** The problem **
Copy each of the lines below word for word, but leave out the pictures.

-- Entries supplied start --

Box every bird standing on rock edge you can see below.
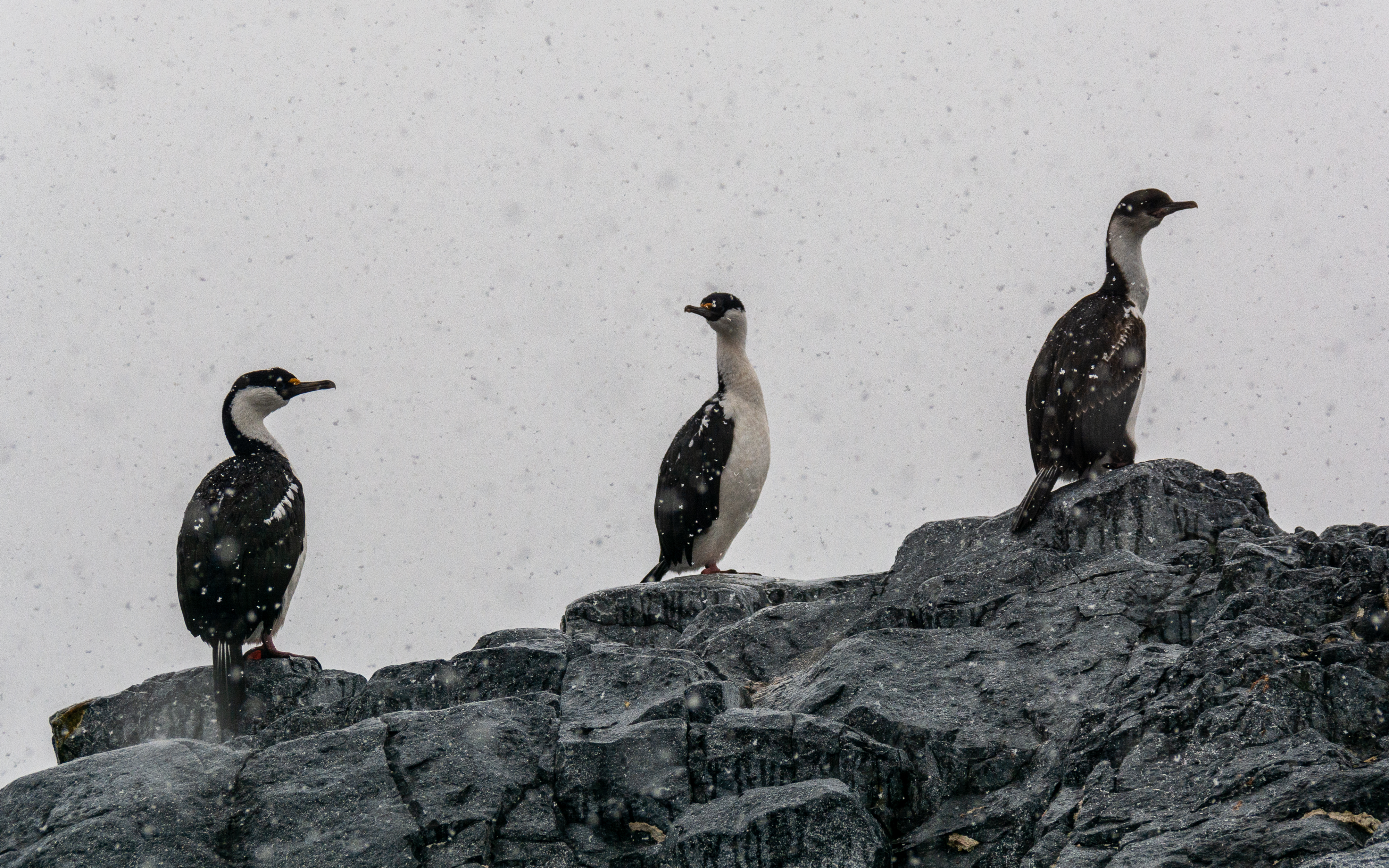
[1013,189,1196,533]
[642,293,772,582]
[178,368,336,739]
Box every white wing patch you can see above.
[265,482,299,525]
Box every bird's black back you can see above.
[656,393,733,565]
[178,451,304,647]
[1028,292,1147,476]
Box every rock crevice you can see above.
[11,461,1389,868]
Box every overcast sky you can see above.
[0,0,1389,782]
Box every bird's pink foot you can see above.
[242,639,322,665]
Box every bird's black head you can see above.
[1114,187,1196,228]
[685,293,747,322]
[229,368,338,403]
[222,368,338,456]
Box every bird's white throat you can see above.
[232,386,288,458]
[714,311,763,404]
[1107,217,1156,311]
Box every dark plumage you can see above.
[642,293,771,582]
[647,386,733,582]
[1013,189,1196,533]
[178,368,333,736]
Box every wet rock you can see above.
[49,657,367,762]
[675,603,749,651]
[563,574,870,647]
[701,589,867,682]
[560,646,718,735]
[0,739,246,868]
[382,699,561,864]
[19,461,1389,868]
[639,779,890,868]
[556,718,690,840]
[692,710,925,836]
[222,721,419,868]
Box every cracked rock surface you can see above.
[11,460,1389,868]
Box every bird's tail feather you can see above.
[213,639,242,740]
[1013,464,1061,533]
[642,558,671,585]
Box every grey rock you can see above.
[49,657,367,762]
[563,574,872,647]
[221,721,419,868]
[690,708,925,836]
[1301,843,1389,868]
[675,603,749,651]
[701,586,871,682]
[256,631,575,746]
[472,626,589,660]
[626,779,890,868]
[556,718,690,839]
[560,646,718,735]
[382,699,561,864]
[0,739,246,868]
[19,461,1389,868]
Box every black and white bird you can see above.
[178,368,335,737]
[1013,189,1196,533]
[642,293,772,582]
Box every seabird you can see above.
[178,368,335,737]
[642,293,772,582]
[1013,189,1196,533]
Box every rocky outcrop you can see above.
[11,461,1389,868]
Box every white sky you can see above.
[0,0,1389,782]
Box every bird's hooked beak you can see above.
[285,379,338,397]
[1153,201,1196,219]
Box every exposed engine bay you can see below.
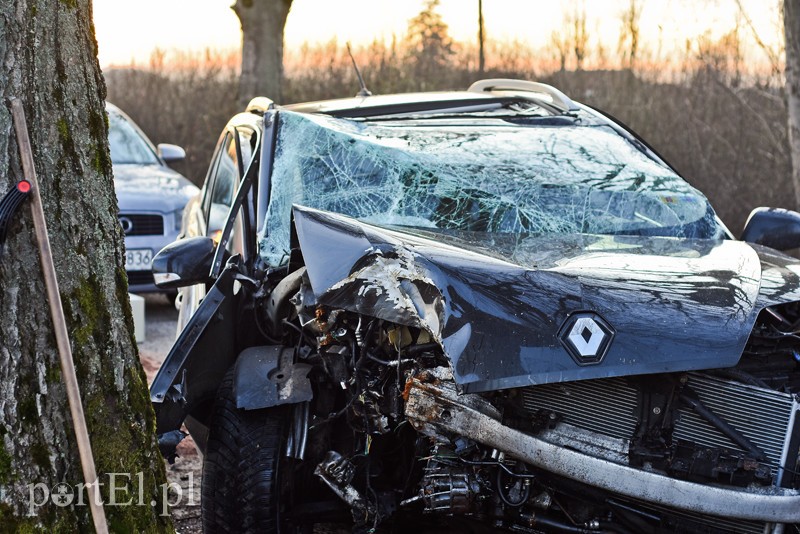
[248,271,800,533]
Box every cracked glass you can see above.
[259,111,724,265]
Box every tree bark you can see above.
[783,0,800,209]
[0,0,171,532]
[231,0,292,107]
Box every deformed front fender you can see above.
[233,345,314,410]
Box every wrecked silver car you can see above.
[151,80,800,533]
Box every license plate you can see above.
[125,248,153,271]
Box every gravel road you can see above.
[139,294,203,534]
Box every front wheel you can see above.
[201,370,288,533]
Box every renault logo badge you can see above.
[558,312,614,365]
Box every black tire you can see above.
[201,370,286,534]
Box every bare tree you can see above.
[0,0,171,532]
[567,5,589,70]
[618,0,642,70]
[783,0,800,207]
[231,0,292,106]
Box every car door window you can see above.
[206,134,240,235]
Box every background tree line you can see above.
[105,0,797,237]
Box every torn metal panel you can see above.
[406,380,800,523]
[233,345,314,410]
[294,207,761,392]
[259,111,724,265]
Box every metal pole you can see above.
[11,98,108,534]
[478,0,485,76]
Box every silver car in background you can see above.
[106,103,199,293]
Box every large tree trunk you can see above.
[783,0,800,209]
[232,0,292,107]
[0,0,171,532]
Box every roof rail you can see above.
[244,96,275,115]
[467,78,580,111]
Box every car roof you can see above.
[281,91,519,117]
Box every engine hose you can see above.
[520,514,603,534]
[600,521,634,534]
[496,469,531,508]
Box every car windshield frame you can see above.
[258,110,729,265]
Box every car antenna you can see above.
[347,41,372,96]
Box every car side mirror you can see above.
[153,236,216,289]
[156,143,186,163]
[741,208,800,250]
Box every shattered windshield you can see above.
[259,111,724,265]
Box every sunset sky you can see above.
[93,0,781,67]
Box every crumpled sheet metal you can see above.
[294,206,761,392]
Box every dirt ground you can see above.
[139,295,203,534]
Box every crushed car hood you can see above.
[293,206,800,392]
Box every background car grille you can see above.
[128,271,154,286]
[119,213,164,236]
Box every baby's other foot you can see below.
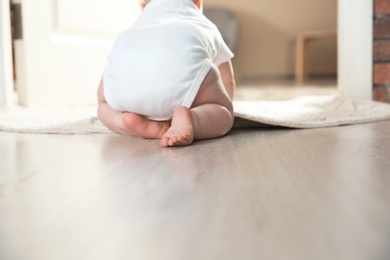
[119,113,171,138]
[161,107,194,147]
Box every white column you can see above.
[338,0,373,99]
[0,0,13,107]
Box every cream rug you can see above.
[0,95,390,134]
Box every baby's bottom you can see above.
[98,67,234,147]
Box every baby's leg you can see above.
[98,78,171,138]
[161,67,234,147]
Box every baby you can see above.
[98,0,235,147]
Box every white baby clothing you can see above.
[103,0,233,120]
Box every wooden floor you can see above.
[0,121,390,260]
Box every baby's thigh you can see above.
[192,66,233,110]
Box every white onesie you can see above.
[103,0,233,120]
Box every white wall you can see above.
[0,0,13,106]
[338,0,373,99]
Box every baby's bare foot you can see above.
[161,107,194,147]
[119,113,171,138]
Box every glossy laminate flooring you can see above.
[0,121,390,260]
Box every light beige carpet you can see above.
[0,95,390,134]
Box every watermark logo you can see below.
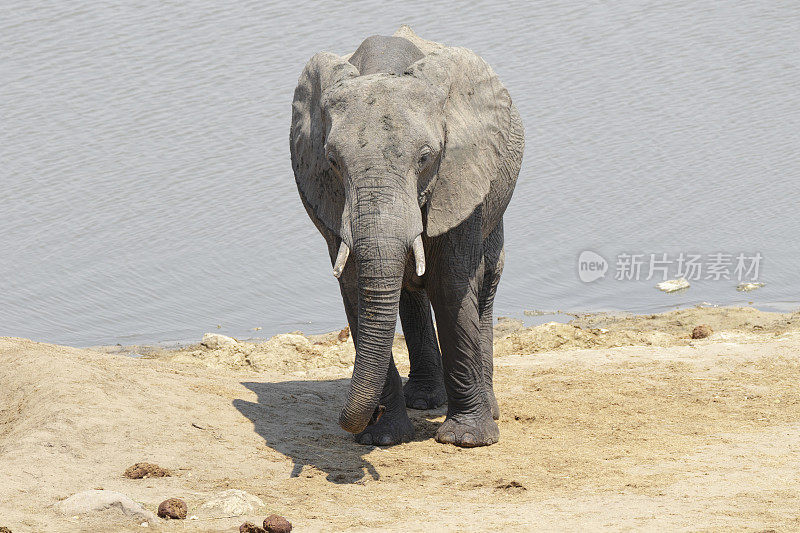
[578,250,764,283]
[578,250,608,283]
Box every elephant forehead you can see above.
[325,73,443,116]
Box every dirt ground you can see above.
[0,308,800,533]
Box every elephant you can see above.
[290,26,524,447]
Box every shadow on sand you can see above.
[233,379,446,483]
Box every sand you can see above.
[0,308,800,533]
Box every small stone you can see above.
[656,278,689,292]
[736,283,764,292]
[692,324,713,339]
[124,463,172,479]
[200,333,239,350]
[239,522,265,533]
[264,514,292,533]
[158,498,189,520]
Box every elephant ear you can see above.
[289,52,358,234]
[406,43,521,237]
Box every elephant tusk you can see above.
[333,241,350,279]
[411,234,425,276]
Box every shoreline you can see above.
[0,307,800,533]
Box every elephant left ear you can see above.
[406,47,523,237]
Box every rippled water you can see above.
[0,0,800,345]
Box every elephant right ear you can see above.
[289,52,358,235]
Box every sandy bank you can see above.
[0,308,800,533]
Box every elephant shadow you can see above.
[233,378,446,484]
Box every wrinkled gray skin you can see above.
[290,27,524,446]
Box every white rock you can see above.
[200,333,239,350]
[55,490,157,523]
[200,489,264,517]
[656,278,689,292]
[736,283,764,292]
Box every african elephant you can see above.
[290,26,524,446]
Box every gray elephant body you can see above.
[291,26,524,446]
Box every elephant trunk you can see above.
[339,177,424,433]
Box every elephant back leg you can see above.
[478,220,505,420]
[400,287,447,409]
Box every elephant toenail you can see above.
[439,431,456,444]
[461,433,478,446]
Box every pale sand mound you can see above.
[0,309,800,533]
[495,307,800,356]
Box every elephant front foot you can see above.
[436,416,500,448]
[403,378,447,410]
[356,407,414,446]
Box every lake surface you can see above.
[0,0,800,346]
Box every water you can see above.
[0,0,800,345]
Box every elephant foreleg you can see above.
[478,221,505,420]
[328,238,414,446]
[400,288,447,409]
[426,208,500,447]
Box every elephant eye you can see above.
[328,154,338,170]
[417,146,431,170]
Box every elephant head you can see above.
[290,28,522,433]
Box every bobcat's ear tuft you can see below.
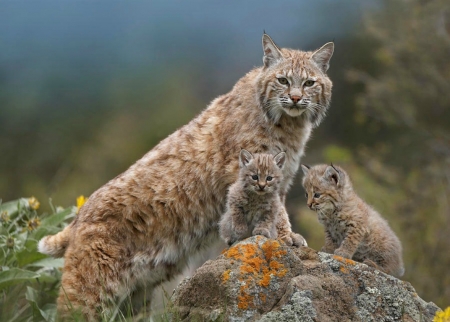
[311,42,334,73]
[323,165,341,185]
[302,164,311,175]
[239,149,253,168]
[262,33,283,67]
[273,152,286,169]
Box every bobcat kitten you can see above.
[219,149,286,245]
[39,34,334,320]
[302,165,405,276]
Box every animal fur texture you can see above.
[39,34,334,319]
[219,149,286,245]
[302,164,405,276]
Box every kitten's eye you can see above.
[304,79,315,87]
[278,77,289,85]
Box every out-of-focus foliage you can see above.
[294,0,450,307]
[332,0,450,306]
[0,197,76,321]
[0,0,450,314]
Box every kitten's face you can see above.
[302,165,346,219]
[239,152,284,195]
[258,36,333,126]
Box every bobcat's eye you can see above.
[304,79,315,87]
[278,77,289,85]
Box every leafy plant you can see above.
[0,197,77,321]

-- Entries supplied end --

** Exercise output **
Box every bird standing on rock edge you can see below.
[1013,189,1196,533]
[642,293,772,582]
[178,368,336,739]
Box every white wing patch you can see above.
[265,482,299,525]
Box every bird's black back you can see above.
[656,393,733,565]
[178,451,304,647]
[1028,292,1147,476]
Box every rock crevice you can see above.
[11,461,1389,868]
Box every overcast sky you can see above.
[0,0,1389,782]
Box every bird's pink foot you can see above.
[242,639,322,665]
Box every bird's black head you can see above.
[1114,187,1196,228]
[685,293,747,322]
[229,368,338,403]
[222,368,338,456]
Box every bird's white throat you can see above.
[232,386,288,458]
[714,311,763,404]
[1107,217,1156,311]
Box every dark plumage you can see above.
[642,293,771,582]
[647,386,733,582]
[1013,189,1196,533]
[178,368,333,736]
Box every wet rock you can see above.
[49,657,367,762]
[675,603,749,651]
[563,574,870,647]
[701,589,867,682]
[560,646,718,735]
[0,739,246,868]
[382,699,561,864]
[19,461,1389,868]
[639,779,890,868]
[556,718,690,840]
[692,710,925,836]
[222,721,419,868]
Box every cracked rock surface you can see above.
[11,460,1389,868]
Box every bird's tail feather you can see above.
[213,639,242,740]
[1013,464,1061,533]
[642,558,671,585]
Box every grey rock you can see above.
[49,657,367,762]
[563,574,872,647]
[221,721,419,868]
[690,708,925,836]
[1301,843,1389,868]
[675,603,749,651]
[701,586,871,682]
[256,631,575,746]
[472,626,589,660]
[626,779,890,868]
[556,718,690,839]
[560,646,718,735]
[382,699,561,864]
[0,739,246,868]
[19,461,1389,868]
Box every black and white bird you can see above.
[178,368,335,737]
[1013,189,1196,533]
[642,293,772,582]
Box every seabird you can see above.
[178,368,335,737]
[642,293,772,582]
[1013,189,1196,533]
Box every rocky outcrop you can see above.
[11,461,1389,868]
Box every white sky you can see above.
[0,0,1389,782]
Box every bird's hooked beak you can see above.
[285,379,338,397]
[1153,201,1196,219]
Box every exposed engine bay you can see below.
[248,271,800,533]
Box every cracked glass you can see above.
[259,111,724,265]
Box every tree bark you can see above.
[783,0,800,209]
[0,0,171,532]
[231,0,292,107]
Box every deformed front fender you can see above.
[233,345,314,410]
Box every wrecked silver car you can see above.
[151,80,800,533]
Box every license plate you can see above.
[125,248,153,271]
Box every gravel road you can see above.
[139,294,203,534]
Box every front wheel you can see above.
[201,370,288,533]
Box every renault logo badge you can see above.
[558,312,614,365]
Box every black tire you can see above.
[201,370,286,534]
Box every bare tree you can see above.
[0,0,171,532]
[567,5,589,70]
[618,0,642,70]
[783,0,800,207]
[231,0,292,106]
Box every car door window you can see above.
[206,134,240,235]
Box every background tree line you can see above.
[105,0,797,237]
Box every torn metal panel you can see above.
[406,380,800,523]
[233,345,314,410]
[294,207,761,392]
[259,111,724,265]
Box every metal pole you can see above.
[11,98,108,534]
[478,0,485,76]
Box every silver car in background you can see above.
[106,103,199,293]
Box every large tree trunk you can see above.
[783,0,800,209]
[232,0,292,107]
[0,0,171,532]
Box every roof rail you can see above.
[244,96,275,115]
[467,78,580,111]
Box every car roof you can see above.
[281,91,519,117]
Box every engine hose you can see above.
[520,514,603,534]
[600,521,634,534]
[496,469,531,508]
Box every car windshield frame you can see above.
[258,110,729,265]
Box every car antenna you can see above.
[347,41,372,96]
Box every car side mirror you can see above.
[153,236,216,289]
[156,143,186,163]
[741,208,800,250]
Box every shattered windshield you can see above.
[259,111,724,265]
Box every sunset sky you can see above.
[93,0,781,67]
Box every crumpled sheet metal you can see above.
[294,206,761,392]
Box every dirt ground you can see above.
[139,295,203,534]
Box every crushed car hood you can see above.
[293,206,800,392]
Box every background car grille you can see above.
[128,271,154,286]
[119,213,164,236]
Box every baby's other foot you can see below.
[119,113,171,138]
[161,107,194,147]
Box every white column you can see above.
[338,0,373,99]
[0,0,13,107]
Box every cream rug you can see above.
[0,95,390,134]
Box every baby's bottom you can see above.
[98,67,234,147]
Box every baby's leg you can see above.
[98,78,171,138]
[161,67,234,147]
Box every baby you can see above.
[98,0,235,147]
Box every white baby clothing you can see above.
[103,0,233,120]
Box every wooden floor you can see above.
[0,121,390,260]
Box every baby's thigh you can see above.
[192,66,233,110]
Box every white onesie you can see above.
[103,0,233,120]
Box every white wall you can see above.
[0,0,13,106]
[338,0,373,99]
Box every baby's bare foot you can see above.
[161,107,194,147]
[119,113,171,138]
Box every glossy laminate flooring you can see above.
[0,121,390,260]
Box every light beige carpet you can see above.
[0,95,390,134]
Box every watermark logo you can see below.
[578,250,764,283]
[578,250,608,283]
Box every elephant forehead you can see above.
[325,73,443,116]
Box every dirt ground you can see above.
[0,308,800,533]
Box every elephant you can see above.
[290,26,524,447]
Box every shadow on sand you can see above.
[233,379,446,483]
Box every sand you can see above.
[0,308,800,533]
Box every small stone you can see above.
[656,278,689,292]
[736,283,764,292]
[692,324,713,339]
[124,463,172,479]
[200,333,239,350]
[239,522,265,533]
[264,514,292,533]
[158,498,189,520]
Box every elephant ear you can see above.
[289,52,358,234]
[406,43,521,237]
Box every elephant tusk you can see above.
[333,241,350,279]
[411,234,425,276]
Box every shoreline you can see above.
[0,307,800,533]
Box every elephant left ear you can see above.
[406,47,523,237]
Box every rippled water you can see above.
[0,0,800,345]
Box every elephant right ear you can see above.
[289,52,358,235]
Box every sandy bank you can see above.
[0,308,800,533]
Box every elephant shadow you can see above.
[233,378,446,484]
Box every wrinkled gray skin you can see above.
[290,27,524,446]
Box every white rock you can see above.
[200,333,239,350]
[55,490,157,523]
[200,489,264,517]
[656,278,689,292]
[736,283,764,292]
Box every african elephant you can see above.
[290,26,524,446]
Box every gray elephant body you can see above.
[291,26,524,446]
Box every elephant trunk you can see above.
[339,177,424,433]
Box every elephant back leg you can see above.
[478,220,505,420]
[400,287,447,409]
Box every elephant toenail you can see above.
[439,431,456,444]
[461,433,478,446]
Box every pale sand mound you can see above.
[0,309,800,533]
[495,307,800,356]
Box every elephant front foot you can see above.
[436,416,500,448]
[403,378,447,410]
[356,407,414,446]
Box every lake surface you can see above.
[0,0,800,346]
Box every water you can see above.
[0,0,800,345]
Box every elephant foreleg you can see above.
[478,221,505,420]
[328,238,414,446]
[400,288,447,409]
[426,208,500,447]
Box every elephant eye you can see above.
[328,154,338,170]
[417,146,431,170]
Box every elephant head you can see above.
[290,28,522,433]
Box every bobcat's ear tuft you can see below.
[311,42,334,73]
[323,165,341,185]
[302,164,311,175]
[239,149,253,168]
[262,33,283,67]
[273,152,286,169]
Box every bobcat kitten you can see above.
[219,149,286,245]
[39,34,334,320]
[302,165,405,276]
Box every animal fur texture you can see above.
[39,34,334,319]
[219,149,286,245]
[302,164,405,276]
Box every kitten's eye you can see above.
[304,79,315,87]
[278,77,289,85]
Box every out-of-focus foliage you can see above.
[294,0,450,307]
[332,0,450,306]
[0,197,76,321]
[0,0,450,314]
Box every kitten's face you can see above.
[302,165,346,219]
[239,152,284,195]
[258,36,333,126]
Box every bobcat's eye you can see above.
[304,79,315,87]
[278,77,289,85]
Box every leafy plant you can see above.
[0,197,77,321]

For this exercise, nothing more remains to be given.